**Directions:** Rewrite the passage on rubber planting in Xishuangbanna from "Previous studies have" to "its mechanistic cause.", putting "wet season" in place of "dry season".

**Document:**
Previous studies have shown that increasing rubber plantation in Xishuangbanna has caused a lot of ecological consequences including loss of native forests and biodiversity and, emission of biogenic volatile organic compounds, alteration of hydrology, and increased soil-water evaporation in dry season. However, the influences of rubber planting on carbon cycling of rubber plantation remain largely unclear for its mechanistic cause.
Researchers from Xishuangbanna Tropical Botanical Garden (XTBG) used solid-state carbon-13 nuclear magnetic resonance (NMR) to compare chemical compositions of carbon in plant litter, forest floor and soil in a native seasonal rain forest with those in a rubber plantation in XTBG (21°54′N, 101°46′E). The objectives of the study were to (1) examine changes of organic carbon in NMR spectra during decomposition from fresh leaf litter to forest floor mass to soil organic carbon; (2) identify chemical changes in soil organic carbon during laboratory sequential fumigation–incubation (SFI) procedure without new C inputs and soil fauna; (3) compare carbon changes between (1) and (2), and between a seasonal rain forest and a rubber plantation in tropical China.

Point labeling dataset excerpts
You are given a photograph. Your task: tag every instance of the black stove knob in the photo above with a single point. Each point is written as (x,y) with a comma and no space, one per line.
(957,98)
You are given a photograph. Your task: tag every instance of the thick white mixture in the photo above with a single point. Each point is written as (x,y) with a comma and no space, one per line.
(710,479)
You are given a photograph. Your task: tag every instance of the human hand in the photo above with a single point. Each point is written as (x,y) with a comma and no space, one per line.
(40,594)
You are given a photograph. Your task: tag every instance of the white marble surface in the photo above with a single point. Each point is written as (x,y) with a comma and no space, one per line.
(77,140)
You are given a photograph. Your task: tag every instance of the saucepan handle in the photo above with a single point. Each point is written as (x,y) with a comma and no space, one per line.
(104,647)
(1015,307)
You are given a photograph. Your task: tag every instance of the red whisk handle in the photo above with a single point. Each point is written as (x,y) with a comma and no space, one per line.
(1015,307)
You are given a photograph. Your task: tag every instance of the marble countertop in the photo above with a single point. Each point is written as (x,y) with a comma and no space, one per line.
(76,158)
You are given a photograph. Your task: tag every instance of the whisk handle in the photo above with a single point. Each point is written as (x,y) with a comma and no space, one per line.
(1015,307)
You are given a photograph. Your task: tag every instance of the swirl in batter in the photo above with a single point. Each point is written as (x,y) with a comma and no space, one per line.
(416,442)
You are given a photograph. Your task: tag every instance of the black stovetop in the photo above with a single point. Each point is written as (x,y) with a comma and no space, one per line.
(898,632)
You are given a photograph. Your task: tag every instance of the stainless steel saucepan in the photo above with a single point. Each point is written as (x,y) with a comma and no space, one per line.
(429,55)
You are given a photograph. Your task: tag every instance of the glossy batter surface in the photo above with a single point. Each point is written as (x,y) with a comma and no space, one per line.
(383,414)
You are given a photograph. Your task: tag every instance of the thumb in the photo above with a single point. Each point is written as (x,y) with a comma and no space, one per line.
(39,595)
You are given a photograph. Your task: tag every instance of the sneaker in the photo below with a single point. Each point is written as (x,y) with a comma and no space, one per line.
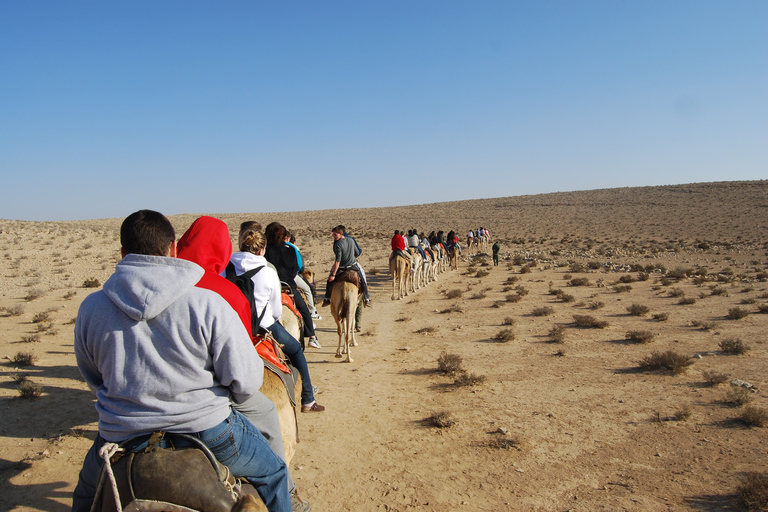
(298,504)
(315,407)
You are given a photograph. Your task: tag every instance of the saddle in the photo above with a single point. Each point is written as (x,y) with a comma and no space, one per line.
(174,472)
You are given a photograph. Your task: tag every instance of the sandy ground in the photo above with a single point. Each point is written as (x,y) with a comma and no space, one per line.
(548,426)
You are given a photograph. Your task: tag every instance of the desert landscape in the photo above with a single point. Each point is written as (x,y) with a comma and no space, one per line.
(615,359)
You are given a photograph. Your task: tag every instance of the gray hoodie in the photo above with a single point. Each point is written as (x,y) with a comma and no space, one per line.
(160,353)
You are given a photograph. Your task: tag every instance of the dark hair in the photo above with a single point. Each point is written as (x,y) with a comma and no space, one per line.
(146,232)
(274,233)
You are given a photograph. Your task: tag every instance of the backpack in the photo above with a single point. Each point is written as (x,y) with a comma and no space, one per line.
(245,283)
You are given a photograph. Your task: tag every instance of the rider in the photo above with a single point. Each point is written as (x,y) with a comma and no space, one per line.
(207,243)
(164,355)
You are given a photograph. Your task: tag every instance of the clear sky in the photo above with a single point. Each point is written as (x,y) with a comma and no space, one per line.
(188,106)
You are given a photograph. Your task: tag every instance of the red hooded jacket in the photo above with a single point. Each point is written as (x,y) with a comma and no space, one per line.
(207,243)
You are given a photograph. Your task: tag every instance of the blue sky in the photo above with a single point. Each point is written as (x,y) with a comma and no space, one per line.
(261,106)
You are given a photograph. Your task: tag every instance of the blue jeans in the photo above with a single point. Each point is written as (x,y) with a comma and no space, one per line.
(292,349)
(235,442)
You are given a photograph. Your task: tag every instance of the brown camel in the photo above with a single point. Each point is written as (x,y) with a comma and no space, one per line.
(399,268)
(344,297)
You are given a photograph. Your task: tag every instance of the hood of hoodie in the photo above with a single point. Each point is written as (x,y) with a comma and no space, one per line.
(143,286)
(207,243)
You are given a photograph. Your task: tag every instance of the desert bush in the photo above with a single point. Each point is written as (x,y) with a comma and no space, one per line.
(737,313)
(34,293)
(640,336)
(441,420)
(29,390)
(24,359)
(754,417)
(557,334)
(505,335)
(42,316)
(738,397)
(683,413)
(714,378)
(638,310)
(752,492)
(450,363)
(15,310)
(734,346)
(469,379)
(669,360)
(454,294)
(589,322)
(676,293)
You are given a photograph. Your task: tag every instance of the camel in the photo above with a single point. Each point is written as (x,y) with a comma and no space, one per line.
(344,298)
(399,268)
(453,257)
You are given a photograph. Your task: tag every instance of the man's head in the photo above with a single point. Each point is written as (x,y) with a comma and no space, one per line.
(147,232)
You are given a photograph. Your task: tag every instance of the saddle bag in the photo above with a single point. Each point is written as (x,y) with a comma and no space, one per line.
(172,479)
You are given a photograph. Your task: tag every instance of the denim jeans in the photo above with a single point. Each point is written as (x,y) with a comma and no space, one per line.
(235,442)
(292,349)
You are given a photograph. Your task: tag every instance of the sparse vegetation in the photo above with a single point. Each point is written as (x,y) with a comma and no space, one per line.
(450,363)
(640,336)
(505,335)
(589,322)
(638,310)
(669,360)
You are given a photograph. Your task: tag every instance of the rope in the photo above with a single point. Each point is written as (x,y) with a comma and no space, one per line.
(106,452)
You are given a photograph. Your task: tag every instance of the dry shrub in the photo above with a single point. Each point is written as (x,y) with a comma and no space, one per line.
(15,310)
(734,346)
(737,313)
(683,413)
(29,390)
(738,397)
(441,420)
(557,334)
(542,311)
(638,310)
(454,294)
(34,293)
(24,359)
(640,336)
(469,379)
(714,378)
(450,363)
(589,322)
(754,416)
(669,360)
(752,492)
(505,335)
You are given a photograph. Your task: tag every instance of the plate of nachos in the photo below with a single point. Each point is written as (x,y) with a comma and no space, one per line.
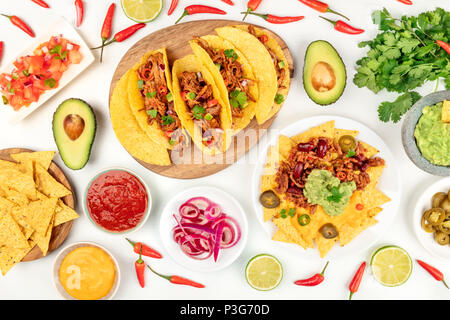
(327,183)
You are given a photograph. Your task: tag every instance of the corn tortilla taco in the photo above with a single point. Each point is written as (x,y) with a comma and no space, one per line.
(233,76)
(151,99)
(200,107)
(269,65)
(129,133)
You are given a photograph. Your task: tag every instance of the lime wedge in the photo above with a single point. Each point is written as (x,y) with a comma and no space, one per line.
(391,266)
(142,11)
(264,272)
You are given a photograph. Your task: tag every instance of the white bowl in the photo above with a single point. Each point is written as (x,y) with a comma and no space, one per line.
(229,205)
(64,252)
(389,184)
(149,201)
(423,204)
(68,32)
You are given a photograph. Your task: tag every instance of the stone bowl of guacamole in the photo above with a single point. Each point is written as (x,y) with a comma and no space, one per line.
(426,134)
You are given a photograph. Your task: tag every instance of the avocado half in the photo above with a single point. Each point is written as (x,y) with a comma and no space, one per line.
(324,74)
(74,127)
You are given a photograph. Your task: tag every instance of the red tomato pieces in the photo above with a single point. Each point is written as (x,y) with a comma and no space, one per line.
(34,74)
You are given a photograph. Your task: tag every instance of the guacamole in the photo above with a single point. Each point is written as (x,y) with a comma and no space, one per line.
(433,136)
(324,189)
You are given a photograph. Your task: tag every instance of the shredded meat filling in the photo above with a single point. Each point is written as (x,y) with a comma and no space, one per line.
(291,181)
(232,73)
(204,108)
(154,89)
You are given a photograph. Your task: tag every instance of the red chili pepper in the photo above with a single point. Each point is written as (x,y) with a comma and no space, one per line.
(106,28)
(433,271)
(356,281)
(344,27)
(276,19)
(321,7)
(124,34)
(178,280)
(15,20)
(42,3)
(173,6)
(252,5)
(79,6)
(146,250)
(139,265)
(197,8)
(444,45)
(314,280)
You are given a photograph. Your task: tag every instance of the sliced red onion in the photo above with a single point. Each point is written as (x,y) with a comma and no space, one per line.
(189,211)
(204,229)
(213,211)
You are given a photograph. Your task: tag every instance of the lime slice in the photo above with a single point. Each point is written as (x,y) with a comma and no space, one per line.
(142,11)
(391,266)
(264,272)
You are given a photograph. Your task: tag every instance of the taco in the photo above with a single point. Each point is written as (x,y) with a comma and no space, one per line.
(151,99)
(269,65)
(199,105)
(129,133)
(233,76)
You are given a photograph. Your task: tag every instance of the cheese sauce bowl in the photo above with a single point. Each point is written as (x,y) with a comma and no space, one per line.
(77,265)
(117,201)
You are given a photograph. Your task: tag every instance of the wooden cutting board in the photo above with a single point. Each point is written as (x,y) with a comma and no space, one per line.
(176,40)
(59,233)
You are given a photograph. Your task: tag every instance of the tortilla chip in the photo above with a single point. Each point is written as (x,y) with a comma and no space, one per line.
(8,164)
(14,179)
(39,214)
(9,257)
(44,158)
(127,130)
(48,185)
(43,241)
(324,130)
(10,234)
(287,227)
(64,213)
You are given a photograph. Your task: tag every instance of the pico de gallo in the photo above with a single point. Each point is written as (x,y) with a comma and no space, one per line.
(34,74)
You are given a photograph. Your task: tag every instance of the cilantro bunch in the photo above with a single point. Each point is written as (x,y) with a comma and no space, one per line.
(403,56)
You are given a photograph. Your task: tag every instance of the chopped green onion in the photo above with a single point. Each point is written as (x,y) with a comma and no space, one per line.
(152,113)
(150,94)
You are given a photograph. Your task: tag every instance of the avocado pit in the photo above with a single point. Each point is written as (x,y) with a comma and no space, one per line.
(323,78)
(73,126)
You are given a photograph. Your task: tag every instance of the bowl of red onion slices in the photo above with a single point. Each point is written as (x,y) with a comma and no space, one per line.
(204,229)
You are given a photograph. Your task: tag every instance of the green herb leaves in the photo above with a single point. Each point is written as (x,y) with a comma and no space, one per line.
(238,99)
(403,56)
(336,196)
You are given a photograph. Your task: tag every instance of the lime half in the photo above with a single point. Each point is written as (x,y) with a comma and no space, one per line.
(142,11)
(264,272)
(391,266)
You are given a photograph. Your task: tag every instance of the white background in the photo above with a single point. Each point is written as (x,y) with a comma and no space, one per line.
(33,280)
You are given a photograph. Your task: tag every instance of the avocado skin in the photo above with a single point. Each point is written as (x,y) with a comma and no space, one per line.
(310,94)
(56,132)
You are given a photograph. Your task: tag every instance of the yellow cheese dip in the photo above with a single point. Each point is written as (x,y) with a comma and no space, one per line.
(87,273)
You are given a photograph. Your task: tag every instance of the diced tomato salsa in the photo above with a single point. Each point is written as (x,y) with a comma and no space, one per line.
(34,74)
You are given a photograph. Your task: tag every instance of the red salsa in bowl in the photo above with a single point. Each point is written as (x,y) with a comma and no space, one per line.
(117,201)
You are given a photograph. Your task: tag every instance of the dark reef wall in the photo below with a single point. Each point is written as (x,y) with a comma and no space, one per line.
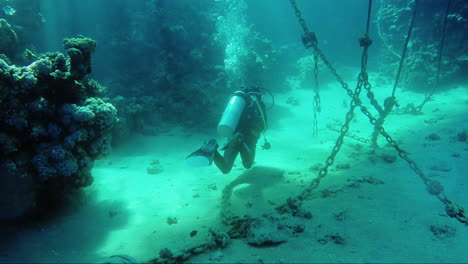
(420,68)
(53,125)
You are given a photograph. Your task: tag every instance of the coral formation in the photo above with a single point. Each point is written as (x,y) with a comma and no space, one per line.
(421,60)
(53,126)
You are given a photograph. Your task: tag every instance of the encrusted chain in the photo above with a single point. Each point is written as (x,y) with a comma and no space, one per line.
(433,187)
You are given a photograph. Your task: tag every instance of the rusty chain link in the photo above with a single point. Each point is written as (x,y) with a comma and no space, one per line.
(317,106)
(433,187)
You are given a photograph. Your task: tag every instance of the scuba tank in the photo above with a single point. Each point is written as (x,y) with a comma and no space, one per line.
(232,113)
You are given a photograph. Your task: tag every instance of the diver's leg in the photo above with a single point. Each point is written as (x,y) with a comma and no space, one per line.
(225,163)
(247,151)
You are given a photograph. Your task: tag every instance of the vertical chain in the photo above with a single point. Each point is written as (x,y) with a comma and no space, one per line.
(317,106)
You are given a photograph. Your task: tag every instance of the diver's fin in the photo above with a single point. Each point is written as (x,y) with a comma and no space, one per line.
(204,155)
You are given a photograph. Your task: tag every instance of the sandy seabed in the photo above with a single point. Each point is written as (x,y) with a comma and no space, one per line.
(145,197)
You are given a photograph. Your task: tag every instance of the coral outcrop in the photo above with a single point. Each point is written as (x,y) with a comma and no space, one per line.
(53,125)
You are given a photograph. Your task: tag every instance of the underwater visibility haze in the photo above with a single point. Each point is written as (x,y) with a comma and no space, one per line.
(233,131)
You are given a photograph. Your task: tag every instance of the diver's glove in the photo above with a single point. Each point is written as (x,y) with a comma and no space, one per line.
(266,145)
(210,146)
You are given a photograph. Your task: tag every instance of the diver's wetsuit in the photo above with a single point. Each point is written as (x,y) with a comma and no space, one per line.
(245,137)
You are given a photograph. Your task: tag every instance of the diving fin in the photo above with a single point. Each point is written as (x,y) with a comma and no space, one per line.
(204,155)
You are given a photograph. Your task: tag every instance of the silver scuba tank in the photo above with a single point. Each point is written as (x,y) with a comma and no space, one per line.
(232,113)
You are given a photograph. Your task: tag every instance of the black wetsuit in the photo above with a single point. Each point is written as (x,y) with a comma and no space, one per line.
(245,137)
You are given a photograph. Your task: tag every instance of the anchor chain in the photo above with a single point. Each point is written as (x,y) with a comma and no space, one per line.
(432,186)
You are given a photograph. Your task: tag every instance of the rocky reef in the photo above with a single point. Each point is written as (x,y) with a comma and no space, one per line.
(420,68)
(53,124)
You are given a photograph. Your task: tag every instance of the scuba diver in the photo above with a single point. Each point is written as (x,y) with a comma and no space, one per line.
(242,122)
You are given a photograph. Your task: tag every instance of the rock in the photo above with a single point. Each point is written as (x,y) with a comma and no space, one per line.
(433,137)
(272,229)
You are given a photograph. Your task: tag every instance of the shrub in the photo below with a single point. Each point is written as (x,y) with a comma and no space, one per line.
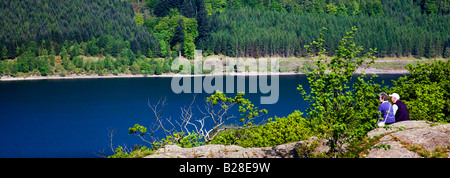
(342,114)
(426,91)
(282,130)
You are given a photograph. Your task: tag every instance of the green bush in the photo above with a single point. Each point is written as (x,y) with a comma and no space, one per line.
(338,111)
(282,130)
(426,91)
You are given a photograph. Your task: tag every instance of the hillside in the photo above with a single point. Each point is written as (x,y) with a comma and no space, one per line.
(49,24)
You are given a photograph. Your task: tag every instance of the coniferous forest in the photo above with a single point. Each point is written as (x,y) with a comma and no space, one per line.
(130,30)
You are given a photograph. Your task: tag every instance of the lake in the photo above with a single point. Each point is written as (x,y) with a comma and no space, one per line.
(71,118)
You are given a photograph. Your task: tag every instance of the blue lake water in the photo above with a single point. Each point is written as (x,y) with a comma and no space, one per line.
(71,118)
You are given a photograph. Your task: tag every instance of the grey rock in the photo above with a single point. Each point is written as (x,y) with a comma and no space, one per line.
(398,135)
(232,151)
(409,133)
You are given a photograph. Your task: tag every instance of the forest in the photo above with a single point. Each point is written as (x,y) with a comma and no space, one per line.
(126,36)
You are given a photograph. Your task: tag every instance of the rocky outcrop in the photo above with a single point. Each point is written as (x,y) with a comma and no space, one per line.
(411,139)
(403,138)
(288,150)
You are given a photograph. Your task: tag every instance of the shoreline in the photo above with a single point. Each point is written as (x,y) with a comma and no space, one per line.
(96,76)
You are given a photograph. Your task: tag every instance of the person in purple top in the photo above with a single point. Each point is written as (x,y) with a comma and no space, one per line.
(386,109)
(400,109)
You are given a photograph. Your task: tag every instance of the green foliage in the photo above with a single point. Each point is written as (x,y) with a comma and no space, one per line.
(53,22)
(395,28)
(247,110)
(426,91)
(282,130)
(341,113)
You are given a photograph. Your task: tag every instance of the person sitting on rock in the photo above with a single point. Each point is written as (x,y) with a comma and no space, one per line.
(387,113)
(400,109)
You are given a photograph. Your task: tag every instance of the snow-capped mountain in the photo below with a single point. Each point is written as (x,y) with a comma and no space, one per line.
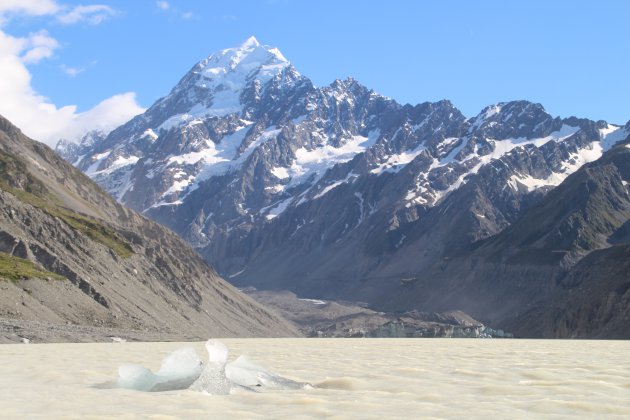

**Exercise solution:**
Previous studies have shown that increasing rubber plantation in Xishuangbanna has caused a lot of ecological consequences including loss of native forests and biodiversity and, emission of biogenic volatile organic compounds, alteration of hydrology, and increased soil-water evaporation in wet season. However, the influences of rubber planting on carbon cycling of rubber plantation remain largely unclear for its mechanistic cause.